**Instruções**
1. Por favor, enumere tudo o que, de acordo com o excerto, tinha alimentado a produção cultural autóctone notável da cidade.
2. Segundo o excerto, para onde se deslocou o centro de decisão política?

**Excerto para leitura**
******

No passado, a Bahia dominou a política, a economia, a academia.br; no presente, ainda é proprietária das mais sagradas tradições culturais do país e o locus do seu mais valioso património arquitectónico – razões pelas quais atrai multidões de turistas do mundo inteiro. O que é ainda mais significativo é que estas tradições – restos do seu passado de centralidade – permitem-lhe continuar a produzir multidões de pensadores e artistas do mais alto nível nacional e internacional. Mas os centros de decisão económica e financeira moveram-se para o Sul; o centro de decisão política moveu-se para Brasília; e o magnífico Estado da Bahia moveu-se irremediavelmente para a periferia do país – deixando a sua mulherada muito mal vestida.

Em inícios na década de 1960, quando a minha mãe foi estudar para Lisboa, o Porto Grande do Mindelo já se encontrava em franca decadência; ainda assim ela sentiu-se, disse-me, à frente das suas colegas.pt no que tocava música, literatura e moda. A informação vinda das grandes potências culturais Europeias e Americanas ainda era um dos bens de permuta em São Vicente – e circulava com relativa facilidade pela sociedade. A existência de capital comercial nativo à cidade, de uma indústria emergente, de um proletariado portuário independentemente assalariado e das instituições académicas mais avançadas do país tinham alimentado uma produção cultural autóctone notável, que nos dava ares de uma centralidade relativa. Já a sociedade Lisboeta – tacanha sob o isolamento de um Estado Novo moribundo – padecia de um provincianismo fulminante, mesmo sendo a metrópole da qual dependíamos.

******

**Material fornecido**

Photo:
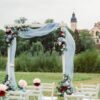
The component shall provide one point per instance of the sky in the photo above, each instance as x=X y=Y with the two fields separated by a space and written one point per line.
x=87 y=11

******

**Soluções do exercício**
1.
- Capital comercial nativo à cidade
- Uma indústria emergente
- Um proletariado portuário independentemente assalariado
- As instituições académicas mais avançadas do país

2. Para Brasília.